[Excerpts from a dataset]

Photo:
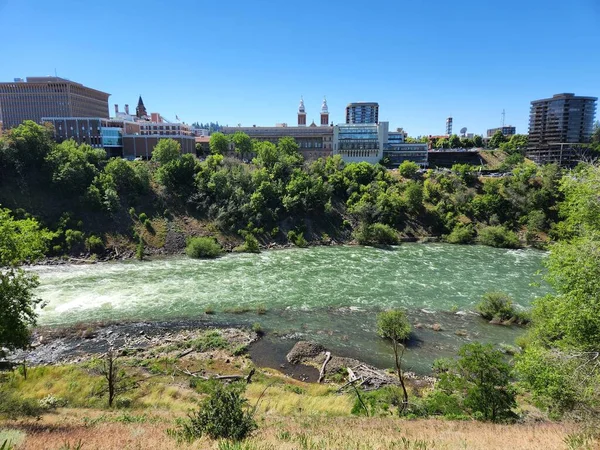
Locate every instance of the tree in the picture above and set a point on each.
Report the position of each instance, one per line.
(20, 240)
(561, 361)
(219, 144)
(497, 139)
(442, 143)
(479, 383)
(28, 145)
(414, 196)
(454, 141)
(394, 325)
(408, 169)
(165, 151)
(74, 166)
(177, 176)
(224, 414)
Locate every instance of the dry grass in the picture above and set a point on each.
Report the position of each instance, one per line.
(291, 433)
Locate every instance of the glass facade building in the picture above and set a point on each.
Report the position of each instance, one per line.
(558, 125)
(111, 137)
(362, 113)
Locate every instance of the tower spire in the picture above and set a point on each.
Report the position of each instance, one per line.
(324, 113)
(301, 113)
(140, 110)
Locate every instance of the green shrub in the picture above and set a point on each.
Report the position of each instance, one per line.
(94, 244)
(14, 406)
(408, 169)
(148, 225)
(203, 247)
(500, 306)
(73, 238)
(496, 305)
(224, 414)
(498, 236)
(250, 244)
(139, 250)
(297, 238)
(461, 234)
(376, 234)
(478, 385)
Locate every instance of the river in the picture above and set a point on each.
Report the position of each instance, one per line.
(328, 294)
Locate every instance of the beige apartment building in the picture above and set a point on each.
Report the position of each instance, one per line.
(38, 97)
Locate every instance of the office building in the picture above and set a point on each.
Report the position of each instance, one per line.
(314, 142)
(124, 136)
(301, 113)
(507, 131)
(373, 142)
(449, 122)
(38, 97)
(558, 126)
(324, 114)
(362, 112)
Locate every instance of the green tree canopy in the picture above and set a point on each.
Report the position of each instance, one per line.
(26, 146)
(478, 383)
(166, 150)
(242, 142)
(73, 165)
(20, 240)
(497, 139)
(408, 169)
(219, 144)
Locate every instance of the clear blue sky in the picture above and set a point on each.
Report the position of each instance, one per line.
(248, 62)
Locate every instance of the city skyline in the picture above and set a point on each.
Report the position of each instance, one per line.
(235, 66)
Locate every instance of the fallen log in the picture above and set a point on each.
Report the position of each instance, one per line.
(322, 372)
(248, 377)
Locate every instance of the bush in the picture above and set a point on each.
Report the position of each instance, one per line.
(461, 234)
(478, 384)
(250, 244)
(203, 247)
(408, 169)
(297, 238)
(498, 236)
(13, 406)
(94, 244)
(222, 415)
(73, 238)
(496, 305)
(139, 250)
(376, 234)
(148, 225)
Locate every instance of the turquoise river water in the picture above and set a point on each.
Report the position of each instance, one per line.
(328, 294)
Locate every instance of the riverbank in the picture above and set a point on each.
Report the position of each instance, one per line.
(328, 294)
(173, 368)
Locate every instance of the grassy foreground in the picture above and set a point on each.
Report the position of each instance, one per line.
(291, 414)
(119, 431)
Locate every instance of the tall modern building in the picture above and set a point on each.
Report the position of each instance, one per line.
(507, 130)
(38, 97)
(362, 112)
(449, 126)
(373, 142)
(557, 125)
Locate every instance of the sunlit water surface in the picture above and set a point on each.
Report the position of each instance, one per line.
(328, 294)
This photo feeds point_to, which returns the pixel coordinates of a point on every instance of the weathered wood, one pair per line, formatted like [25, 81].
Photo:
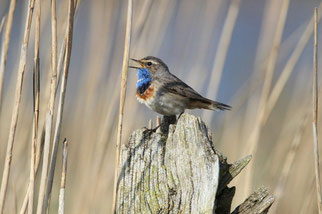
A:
[258, 203]
[178, 171]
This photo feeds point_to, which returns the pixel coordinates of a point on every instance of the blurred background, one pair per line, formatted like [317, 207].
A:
[228, 50]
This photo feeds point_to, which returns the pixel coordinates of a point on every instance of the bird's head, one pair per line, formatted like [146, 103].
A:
[151, 64]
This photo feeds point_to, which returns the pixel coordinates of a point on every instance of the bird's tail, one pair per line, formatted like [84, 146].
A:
[219, 106]
[209, 104]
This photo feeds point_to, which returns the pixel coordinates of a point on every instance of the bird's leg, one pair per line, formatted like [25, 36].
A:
[166, 121]
[180, 114]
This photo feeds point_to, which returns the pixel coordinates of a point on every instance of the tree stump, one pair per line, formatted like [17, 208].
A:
[180, 171]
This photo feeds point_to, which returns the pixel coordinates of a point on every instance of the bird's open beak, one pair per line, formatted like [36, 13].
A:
[137, 61]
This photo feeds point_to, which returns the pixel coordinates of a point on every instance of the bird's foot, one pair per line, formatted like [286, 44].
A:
[166, 121]
[150, 131]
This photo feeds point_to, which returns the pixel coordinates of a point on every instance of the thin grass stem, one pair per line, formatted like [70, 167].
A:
[59, 118]
[14, 119]
[4, 52]
[61, 200]
[316, 114]
[126, 54]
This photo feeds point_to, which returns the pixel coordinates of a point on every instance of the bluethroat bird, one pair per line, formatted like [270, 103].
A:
[165, 93]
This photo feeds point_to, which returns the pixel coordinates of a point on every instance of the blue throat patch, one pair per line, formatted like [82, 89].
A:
[144, 79]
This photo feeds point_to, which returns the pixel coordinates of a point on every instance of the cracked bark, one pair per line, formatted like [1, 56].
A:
[180, 171]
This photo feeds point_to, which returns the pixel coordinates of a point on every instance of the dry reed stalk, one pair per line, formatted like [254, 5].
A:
[63, 179]
[2, 23]
[289, 68]
[51, 105]
[309, 197]
[150, 124]
[221, 53]
[4, 52]
[158, 121]
[252, 143]
[59, 118]
[127, 43]
[37, 161]
[36, 94]
[289, 161]
[316, 114]
[21, 71]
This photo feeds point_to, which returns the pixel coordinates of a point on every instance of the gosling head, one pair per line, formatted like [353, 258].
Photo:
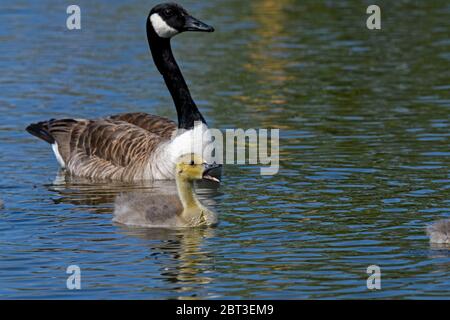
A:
[170, 19]
[192, 167]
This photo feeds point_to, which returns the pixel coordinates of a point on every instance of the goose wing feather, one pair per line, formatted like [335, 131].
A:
[104, 148]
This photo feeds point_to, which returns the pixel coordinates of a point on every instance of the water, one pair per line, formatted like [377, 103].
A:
[364, 119]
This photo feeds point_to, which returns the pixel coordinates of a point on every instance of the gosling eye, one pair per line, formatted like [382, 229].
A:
[168, 12]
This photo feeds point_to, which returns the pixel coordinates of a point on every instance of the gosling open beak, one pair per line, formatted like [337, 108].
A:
[207, 172]
[192, 24]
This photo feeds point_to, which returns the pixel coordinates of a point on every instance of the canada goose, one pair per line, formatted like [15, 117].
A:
[439, 232]
[170, 211]
[135, 146]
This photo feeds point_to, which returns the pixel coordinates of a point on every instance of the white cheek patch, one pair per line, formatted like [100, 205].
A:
[161, 28]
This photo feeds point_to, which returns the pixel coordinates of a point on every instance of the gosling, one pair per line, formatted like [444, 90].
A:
[170, 211]
[439, 232]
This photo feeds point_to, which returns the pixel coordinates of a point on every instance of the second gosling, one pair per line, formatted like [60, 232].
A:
[170, 211]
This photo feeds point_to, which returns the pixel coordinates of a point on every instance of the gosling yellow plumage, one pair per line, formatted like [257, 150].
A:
[170, 211]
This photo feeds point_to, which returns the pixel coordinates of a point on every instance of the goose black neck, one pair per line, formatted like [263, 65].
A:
[187, 110]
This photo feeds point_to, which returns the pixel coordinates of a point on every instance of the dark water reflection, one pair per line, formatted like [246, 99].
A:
[364, 125]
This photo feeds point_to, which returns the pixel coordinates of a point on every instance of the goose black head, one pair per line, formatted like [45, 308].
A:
[170, 19]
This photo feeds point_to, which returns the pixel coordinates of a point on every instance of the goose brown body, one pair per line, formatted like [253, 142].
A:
[134, 146]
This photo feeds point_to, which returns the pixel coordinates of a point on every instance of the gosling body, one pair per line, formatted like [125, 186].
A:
[169, 211]
[439, 232]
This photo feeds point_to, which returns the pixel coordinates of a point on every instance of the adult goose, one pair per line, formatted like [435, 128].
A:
[135, 146]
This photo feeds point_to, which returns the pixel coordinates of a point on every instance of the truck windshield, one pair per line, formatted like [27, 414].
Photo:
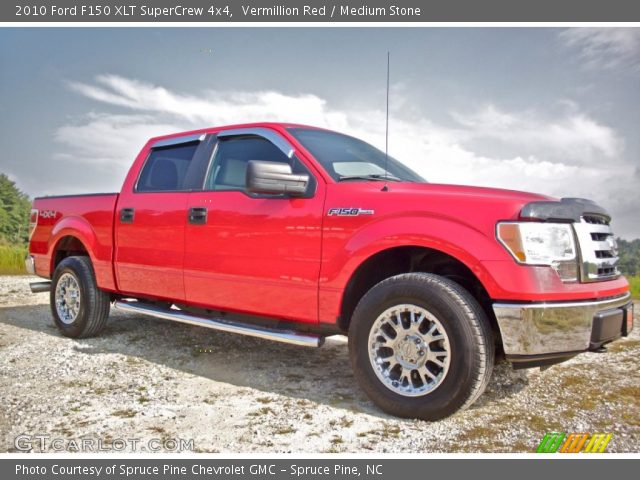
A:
[347, 158]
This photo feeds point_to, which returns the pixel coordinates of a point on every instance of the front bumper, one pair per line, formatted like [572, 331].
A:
[557, 330]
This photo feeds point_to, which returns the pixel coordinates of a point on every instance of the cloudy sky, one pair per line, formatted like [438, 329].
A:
[549, 110]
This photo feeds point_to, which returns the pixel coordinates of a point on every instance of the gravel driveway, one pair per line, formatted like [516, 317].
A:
[151, 379]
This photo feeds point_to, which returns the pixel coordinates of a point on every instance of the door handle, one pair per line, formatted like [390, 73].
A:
[127, 215]
[198, 215]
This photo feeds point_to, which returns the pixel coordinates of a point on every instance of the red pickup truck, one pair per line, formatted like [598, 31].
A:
[294, 233]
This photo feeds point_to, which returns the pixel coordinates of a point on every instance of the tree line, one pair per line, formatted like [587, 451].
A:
[16, 205]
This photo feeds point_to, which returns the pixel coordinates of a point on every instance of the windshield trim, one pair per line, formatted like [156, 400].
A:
[395, 168]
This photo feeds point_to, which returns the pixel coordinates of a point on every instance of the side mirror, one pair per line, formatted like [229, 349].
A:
[275, 178]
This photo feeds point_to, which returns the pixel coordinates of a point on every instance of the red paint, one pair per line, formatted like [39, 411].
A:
[285, 257]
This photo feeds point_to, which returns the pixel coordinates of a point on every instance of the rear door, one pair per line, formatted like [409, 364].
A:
[151, 217]
[257, 254]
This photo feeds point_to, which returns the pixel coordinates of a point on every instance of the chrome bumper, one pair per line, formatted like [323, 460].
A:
[535, 329]
[30, 265]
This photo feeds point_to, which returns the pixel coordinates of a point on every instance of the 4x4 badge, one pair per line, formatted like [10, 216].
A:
[349, 211]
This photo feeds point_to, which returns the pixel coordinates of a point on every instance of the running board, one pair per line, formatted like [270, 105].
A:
[285, 336]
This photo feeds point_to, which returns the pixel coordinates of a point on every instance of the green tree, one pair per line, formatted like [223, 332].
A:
[14, 213]
[629, 253]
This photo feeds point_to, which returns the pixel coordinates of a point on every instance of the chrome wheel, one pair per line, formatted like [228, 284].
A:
[409, 350]
[67, 298]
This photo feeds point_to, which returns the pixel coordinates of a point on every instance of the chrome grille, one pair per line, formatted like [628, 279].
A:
[598, 249]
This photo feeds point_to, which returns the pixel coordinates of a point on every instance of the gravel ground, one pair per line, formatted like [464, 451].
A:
[150, 379]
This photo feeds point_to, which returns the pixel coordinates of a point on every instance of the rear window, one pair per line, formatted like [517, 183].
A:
[166, 168]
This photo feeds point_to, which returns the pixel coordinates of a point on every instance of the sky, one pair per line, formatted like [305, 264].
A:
[549, 110]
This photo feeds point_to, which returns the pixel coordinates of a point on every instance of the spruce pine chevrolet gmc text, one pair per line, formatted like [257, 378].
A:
[294, 233]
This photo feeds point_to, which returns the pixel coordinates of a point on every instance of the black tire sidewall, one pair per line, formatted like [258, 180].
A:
[77, 328]
[455, 389]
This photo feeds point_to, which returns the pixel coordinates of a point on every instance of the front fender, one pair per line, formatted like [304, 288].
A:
[461, 241]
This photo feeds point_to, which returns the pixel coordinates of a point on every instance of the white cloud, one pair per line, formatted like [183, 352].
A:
[610, 48]
[568, 156]
[576, 138]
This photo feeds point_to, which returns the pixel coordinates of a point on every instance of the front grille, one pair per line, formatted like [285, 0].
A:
[598, 249]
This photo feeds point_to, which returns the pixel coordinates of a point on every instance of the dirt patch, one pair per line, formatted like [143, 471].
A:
[149, 379]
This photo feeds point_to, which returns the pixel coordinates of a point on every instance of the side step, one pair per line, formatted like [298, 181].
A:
[37, 287]
[285, 336]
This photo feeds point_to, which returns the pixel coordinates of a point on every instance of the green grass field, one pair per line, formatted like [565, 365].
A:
[635, 286]
[12, 260]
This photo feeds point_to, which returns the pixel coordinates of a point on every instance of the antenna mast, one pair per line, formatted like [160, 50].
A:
[386, 133]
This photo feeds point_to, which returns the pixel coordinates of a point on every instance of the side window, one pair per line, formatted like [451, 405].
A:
[166, 168]
[229, 168]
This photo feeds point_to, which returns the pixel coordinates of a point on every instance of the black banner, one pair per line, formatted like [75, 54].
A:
[289, 469]
[226, 11]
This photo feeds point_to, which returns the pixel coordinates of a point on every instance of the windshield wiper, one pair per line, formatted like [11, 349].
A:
[374, 176]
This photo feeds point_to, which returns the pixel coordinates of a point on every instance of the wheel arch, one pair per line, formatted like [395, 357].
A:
[391, 261]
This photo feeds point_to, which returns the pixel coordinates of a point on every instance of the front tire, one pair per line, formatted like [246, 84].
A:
[80, 309]
[421, 346]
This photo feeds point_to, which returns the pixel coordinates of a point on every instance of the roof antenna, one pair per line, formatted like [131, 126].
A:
[386, 134]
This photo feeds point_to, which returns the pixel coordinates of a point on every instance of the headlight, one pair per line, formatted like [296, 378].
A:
[534, 243]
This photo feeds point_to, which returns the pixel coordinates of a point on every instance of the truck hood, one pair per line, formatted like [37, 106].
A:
[476, 207]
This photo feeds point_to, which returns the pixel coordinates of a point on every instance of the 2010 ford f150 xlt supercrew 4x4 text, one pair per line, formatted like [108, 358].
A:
[295, 233]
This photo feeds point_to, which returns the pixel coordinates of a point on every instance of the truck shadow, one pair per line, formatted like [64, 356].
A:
[320, 375]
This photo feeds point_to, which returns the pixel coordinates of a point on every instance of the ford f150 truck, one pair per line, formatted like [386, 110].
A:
[295, 233]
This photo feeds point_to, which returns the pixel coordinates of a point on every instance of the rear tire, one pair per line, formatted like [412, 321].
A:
[80, 309]
[421, 346]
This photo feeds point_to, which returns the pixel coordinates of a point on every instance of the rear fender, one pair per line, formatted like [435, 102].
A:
[100, 255]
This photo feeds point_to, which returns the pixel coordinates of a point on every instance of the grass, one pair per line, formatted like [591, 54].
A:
[12, 260]
[634, 282]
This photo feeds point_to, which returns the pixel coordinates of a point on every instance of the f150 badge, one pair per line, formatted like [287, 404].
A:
[348, 211]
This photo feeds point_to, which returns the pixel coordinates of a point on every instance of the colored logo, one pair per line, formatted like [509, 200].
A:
[556, 442]
[349, 211]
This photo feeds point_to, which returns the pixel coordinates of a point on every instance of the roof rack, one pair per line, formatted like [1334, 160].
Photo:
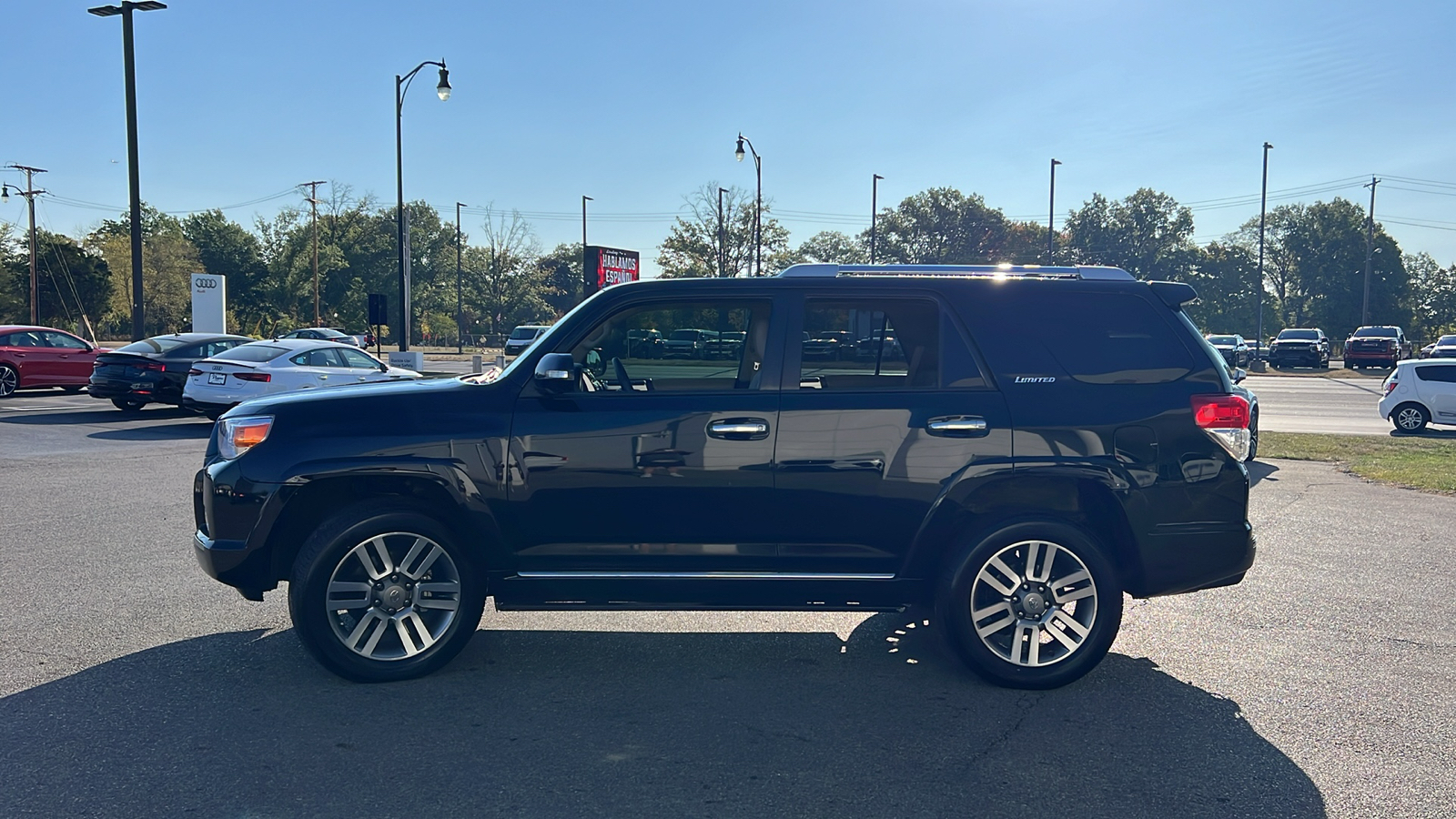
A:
[958, 270]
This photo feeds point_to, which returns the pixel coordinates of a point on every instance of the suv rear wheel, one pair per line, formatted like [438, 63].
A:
[383, 595]
[1033, 605]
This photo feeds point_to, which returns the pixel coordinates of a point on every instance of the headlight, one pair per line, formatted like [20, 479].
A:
[237, 436]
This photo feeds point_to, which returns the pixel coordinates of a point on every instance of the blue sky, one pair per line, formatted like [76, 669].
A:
[638, 104]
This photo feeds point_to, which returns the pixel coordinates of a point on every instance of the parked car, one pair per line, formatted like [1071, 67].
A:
[281, 365]
[570, 481]
[1307, 347]
[523, 337]
[153, 370]
[1445, 347]
[834, 344]
[1376, 346]
[1234, 349]
[645, 344]
[44, 356]
[1420, 392]
[727, 346]
[324, 334]
[688, 343]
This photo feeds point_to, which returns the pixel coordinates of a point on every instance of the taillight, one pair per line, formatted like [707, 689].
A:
[1227, 420]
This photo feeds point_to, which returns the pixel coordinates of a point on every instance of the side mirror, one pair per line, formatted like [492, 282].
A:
[555, 370]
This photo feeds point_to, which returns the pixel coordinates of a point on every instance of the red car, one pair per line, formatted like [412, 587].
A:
[43, 356]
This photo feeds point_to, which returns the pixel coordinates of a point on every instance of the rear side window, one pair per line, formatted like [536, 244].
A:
[252, 353]
[1111, 339]
[1441, 372]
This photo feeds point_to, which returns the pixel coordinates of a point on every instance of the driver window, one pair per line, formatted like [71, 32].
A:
[706, 346]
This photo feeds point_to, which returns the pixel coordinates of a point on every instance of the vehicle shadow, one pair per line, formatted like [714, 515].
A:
[587, 723]
[60, 417]
[1259, 471]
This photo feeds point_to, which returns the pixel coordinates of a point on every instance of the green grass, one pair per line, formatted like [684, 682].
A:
[1419, 462]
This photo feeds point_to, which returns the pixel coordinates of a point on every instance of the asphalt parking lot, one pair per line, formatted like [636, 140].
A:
[131, 683]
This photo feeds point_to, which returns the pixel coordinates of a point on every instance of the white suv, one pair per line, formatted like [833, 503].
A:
[1420, 392]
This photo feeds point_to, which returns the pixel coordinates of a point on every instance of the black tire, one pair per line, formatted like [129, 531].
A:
[970, 583]
[395, 602]
[1254, 436]
[1410, 417]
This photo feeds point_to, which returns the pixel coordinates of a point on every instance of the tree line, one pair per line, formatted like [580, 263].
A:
[1314, 263]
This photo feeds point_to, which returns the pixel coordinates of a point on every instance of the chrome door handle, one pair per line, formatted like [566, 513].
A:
[963, 426]
[739, 429]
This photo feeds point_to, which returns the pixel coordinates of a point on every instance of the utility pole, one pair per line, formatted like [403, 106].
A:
[29, 198]
[1365, 305]
[1052, 215]
[313, 201]
[874, 212]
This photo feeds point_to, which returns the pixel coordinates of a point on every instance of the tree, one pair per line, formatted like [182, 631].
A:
[1148, 234]
[691, 248]
[941, 227]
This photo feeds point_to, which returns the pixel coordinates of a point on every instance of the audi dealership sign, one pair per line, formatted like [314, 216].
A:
[608, 267]
[208, 303]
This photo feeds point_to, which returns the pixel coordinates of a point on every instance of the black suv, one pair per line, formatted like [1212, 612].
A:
[1045, 440]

Required work →
Among the records above, find the lines that contain "patch" and copy every one.

Task solution →
This photo feeds point_to, which returns the pixel coordinates of a point on every instance of the blue throat patch, one pair per line, formatted like [82, 89].
This photo feeds point_to, which returns the pixel coordinates of a point on every instance of the white cheek patch, one pair per line, formatted like [100, 205].
This photo feeds point_to, which returns the pixel coordinates of a point on every instance of the dirt patch, one pair per line, formatted like [143, 471].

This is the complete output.